Render the lines below as a numbered list, omitting any blank lines.

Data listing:
(begin)

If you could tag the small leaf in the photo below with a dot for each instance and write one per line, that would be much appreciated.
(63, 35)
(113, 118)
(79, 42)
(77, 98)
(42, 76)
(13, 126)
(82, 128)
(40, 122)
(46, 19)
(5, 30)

(end)

COMPLETE ANSWER:
1. If you could tag the small leaf in the photo below with a dot for each instance and write one per line, that would be much appreciated.
2. (63, 35)
3. (113, 118)
4. (79, 42)
5. (77, 98)
6. (42, 76)
7. (13, 126)
8. (82, 128)
9. (40, 122)
10. (46, 19)
11. (5, 30)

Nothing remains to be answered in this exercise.